[Stored items from a collection]
╭──

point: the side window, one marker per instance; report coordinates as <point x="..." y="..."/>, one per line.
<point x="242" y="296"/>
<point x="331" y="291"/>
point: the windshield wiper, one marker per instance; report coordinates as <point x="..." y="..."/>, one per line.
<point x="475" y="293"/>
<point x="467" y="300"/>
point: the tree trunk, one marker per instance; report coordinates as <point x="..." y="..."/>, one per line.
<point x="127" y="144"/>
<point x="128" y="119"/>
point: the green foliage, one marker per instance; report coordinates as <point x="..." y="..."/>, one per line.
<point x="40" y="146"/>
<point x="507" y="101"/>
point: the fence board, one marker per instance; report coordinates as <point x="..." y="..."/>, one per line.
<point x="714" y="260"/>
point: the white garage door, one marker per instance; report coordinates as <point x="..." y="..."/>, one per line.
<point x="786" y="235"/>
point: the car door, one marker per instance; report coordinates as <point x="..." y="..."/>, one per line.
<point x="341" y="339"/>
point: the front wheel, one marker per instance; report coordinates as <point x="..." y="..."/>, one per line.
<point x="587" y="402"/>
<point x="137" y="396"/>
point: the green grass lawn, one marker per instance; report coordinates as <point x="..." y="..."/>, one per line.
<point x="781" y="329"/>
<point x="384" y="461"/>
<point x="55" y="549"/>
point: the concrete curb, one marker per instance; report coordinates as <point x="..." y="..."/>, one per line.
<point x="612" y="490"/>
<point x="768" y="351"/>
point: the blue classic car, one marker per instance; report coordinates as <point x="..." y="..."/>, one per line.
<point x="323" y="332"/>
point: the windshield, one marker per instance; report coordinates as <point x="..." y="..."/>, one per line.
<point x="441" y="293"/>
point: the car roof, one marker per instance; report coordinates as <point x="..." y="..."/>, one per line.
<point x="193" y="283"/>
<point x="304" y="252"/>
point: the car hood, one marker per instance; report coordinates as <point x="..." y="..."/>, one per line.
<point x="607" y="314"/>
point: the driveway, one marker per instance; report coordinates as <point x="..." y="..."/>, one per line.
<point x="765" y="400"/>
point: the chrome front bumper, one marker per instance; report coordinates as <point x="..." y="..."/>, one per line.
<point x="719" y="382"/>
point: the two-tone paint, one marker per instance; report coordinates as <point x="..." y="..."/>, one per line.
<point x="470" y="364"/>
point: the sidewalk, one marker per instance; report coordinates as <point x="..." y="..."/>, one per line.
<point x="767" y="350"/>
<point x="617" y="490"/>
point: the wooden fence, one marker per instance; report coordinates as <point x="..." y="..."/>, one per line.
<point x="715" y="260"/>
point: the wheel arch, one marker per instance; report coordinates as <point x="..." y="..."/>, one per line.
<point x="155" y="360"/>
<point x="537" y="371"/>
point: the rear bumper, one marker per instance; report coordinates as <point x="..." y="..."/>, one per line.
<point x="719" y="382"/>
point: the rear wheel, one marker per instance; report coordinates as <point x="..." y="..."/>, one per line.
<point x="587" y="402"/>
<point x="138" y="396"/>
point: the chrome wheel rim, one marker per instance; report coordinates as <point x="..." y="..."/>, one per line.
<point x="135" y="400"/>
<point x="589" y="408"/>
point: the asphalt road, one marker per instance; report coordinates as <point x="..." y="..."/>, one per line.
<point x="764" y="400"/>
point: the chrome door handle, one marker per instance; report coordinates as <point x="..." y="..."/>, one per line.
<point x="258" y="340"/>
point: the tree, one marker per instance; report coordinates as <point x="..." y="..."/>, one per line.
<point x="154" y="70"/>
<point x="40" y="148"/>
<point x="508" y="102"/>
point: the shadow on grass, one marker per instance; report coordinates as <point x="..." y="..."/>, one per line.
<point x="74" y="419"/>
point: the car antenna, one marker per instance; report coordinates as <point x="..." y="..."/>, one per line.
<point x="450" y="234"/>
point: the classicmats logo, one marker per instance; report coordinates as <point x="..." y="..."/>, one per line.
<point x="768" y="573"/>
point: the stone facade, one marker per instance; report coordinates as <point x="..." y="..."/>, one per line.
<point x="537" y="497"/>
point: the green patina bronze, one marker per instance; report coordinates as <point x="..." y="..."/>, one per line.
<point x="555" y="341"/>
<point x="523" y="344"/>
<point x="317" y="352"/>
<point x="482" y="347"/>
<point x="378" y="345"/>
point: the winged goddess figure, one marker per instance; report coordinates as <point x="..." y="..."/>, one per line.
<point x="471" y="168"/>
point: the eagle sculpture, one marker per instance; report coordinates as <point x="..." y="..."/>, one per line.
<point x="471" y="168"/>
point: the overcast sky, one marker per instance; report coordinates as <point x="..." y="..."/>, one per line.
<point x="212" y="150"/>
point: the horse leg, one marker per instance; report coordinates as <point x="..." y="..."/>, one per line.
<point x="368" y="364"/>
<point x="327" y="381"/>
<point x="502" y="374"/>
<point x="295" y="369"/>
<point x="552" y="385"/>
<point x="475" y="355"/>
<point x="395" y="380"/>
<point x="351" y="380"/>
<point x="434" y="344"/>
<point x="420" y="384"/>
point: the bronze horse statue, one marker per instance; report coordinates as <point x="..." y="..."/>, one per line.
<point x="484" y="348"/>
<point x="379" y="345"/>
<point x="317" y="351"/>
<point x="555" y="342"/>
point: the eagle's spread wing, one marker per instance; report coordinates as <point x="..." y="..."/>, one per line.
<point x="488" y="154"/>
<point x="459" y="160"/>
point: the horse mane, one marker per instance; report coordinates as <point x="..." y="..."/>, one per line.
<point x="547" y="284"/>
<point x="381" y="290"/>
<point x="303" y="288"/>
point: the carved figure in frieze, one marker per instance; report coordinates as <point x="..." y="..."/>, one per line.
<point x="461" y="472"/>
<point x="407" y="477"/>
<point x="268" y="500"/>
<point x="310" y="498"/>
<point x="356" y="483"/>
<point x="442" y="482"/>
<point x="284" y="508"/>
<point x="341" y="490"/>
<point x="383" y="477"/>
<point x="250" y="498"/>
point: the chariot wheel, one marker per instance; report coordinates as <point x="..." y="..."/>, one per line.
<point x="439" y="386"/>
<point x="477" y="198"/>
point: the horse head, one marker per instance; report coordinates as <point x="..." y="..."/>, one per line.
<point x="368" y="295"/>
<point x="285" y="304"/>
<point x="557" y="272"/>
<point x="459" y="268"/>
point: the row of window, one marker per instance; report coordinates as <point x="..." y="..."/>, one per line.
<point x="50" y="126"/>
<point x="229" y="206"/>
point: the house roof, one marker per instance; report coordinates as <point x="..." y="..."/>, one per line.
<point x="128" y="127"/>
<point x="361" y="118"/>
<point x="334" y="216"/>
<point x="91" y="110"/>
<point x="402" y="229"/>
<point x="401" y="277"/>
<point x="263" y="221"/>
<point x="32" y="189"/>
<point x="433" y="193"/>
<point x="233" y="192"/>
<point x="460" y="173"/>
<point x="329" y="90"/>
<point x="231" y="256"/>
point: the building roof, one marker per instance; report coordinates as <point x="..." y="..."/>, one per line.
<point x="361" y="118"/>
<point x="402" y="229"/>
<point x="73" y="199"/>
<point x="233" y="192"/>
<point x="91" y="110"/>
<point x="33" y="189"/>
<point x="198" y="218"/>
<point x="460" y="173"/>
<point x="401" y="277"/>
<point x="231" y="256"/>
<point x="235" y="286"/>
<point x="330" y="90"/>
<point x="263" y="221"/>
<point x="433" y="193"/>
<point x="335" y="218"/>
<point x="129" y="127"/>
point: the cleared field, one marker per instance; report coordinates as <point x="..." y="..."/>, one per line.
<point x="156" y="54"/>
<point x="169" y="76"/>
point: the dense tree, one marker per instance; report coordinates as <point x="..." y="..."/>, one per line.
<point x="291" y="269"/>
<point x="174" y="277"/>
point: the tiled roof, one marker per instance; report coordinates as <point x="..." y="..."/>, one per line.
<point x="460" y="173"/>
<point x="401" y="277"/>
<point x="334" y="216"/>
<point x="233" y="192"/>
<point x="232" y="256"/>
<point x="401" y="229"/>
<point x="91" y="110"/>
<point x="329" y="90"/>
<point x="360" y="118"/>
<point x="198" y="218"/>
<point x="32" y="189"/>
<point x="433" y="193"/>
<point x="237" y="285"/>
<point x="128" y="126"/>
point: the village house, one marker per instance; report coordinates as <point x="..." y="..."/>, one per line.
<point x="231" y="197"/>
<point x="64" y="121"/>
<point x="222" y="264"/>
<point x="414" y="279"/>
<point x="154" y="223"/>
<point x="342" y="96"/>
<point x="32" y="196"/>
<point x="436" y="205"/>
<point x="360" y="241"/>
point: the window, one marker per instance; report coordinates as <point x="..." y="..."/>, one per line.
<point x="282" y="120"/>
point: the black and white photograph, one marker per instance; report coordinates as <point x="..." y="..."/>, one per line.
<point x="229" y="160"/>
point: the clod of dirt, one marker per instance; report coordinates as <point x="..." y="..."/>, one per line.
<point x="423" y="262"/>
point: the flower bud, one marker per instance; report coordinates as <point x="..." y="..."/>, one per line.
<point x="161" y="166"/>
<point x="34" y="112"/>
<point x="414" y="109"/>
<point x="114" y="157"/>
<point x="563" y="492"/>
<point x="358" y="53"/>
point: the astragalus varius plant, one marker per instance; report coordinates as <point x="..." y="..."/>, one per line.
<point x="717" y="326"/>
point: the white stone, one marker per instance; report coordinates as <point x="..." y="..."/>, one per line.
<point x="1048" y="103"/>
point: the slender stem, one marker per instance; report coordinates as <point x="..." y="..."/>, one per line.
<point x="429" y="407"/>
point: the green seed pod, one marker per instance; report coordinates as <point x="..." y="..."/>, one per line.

╰──

◆ Task to complete
Reproduce each line, exactly as it appears, from the one that contains "point: the white stone, one" through the last line of the records. Add no other lines.

◆ Task solution
point: the white stone, one marker per instance; report coordinates as <point x="..." y="..."/>, one per line.
<point x="1048" y="103"/>
point: the slender stem, one marker per instance; report coordinates as <point x="..." y="..."/>, one per line.
<point x="429" y="407"/>
point: the green seed pod, one marker per instance; report coordinates as <point x="..." y="..."/>, one per line.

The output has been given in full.